• **WHAT IS BEING ASKED**: Copy out all lines of the records in which the word "Category" appears.

[Items from a data source]
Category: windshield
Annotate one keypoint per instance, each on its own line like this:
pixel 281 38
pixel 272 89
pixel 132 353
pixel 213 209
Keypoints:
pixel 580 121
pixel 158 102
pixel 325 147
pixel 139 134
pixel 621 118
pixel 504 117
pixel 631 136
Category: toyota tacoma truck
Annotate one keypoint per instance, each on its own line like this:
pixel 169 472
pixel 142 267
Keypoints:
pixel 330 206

---

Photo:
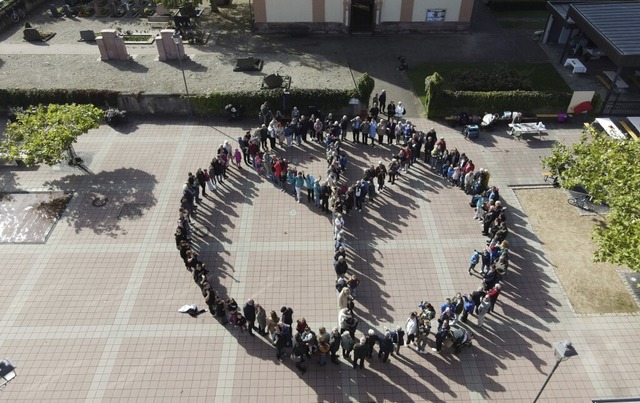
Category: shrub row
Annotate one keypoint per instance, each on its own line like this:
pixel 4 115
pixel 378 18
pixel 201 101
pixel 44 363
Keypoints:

• **RESPONSE TO THIS TASK**:
Category: windshield
Category: toyota tacoma truck
Category: shrub row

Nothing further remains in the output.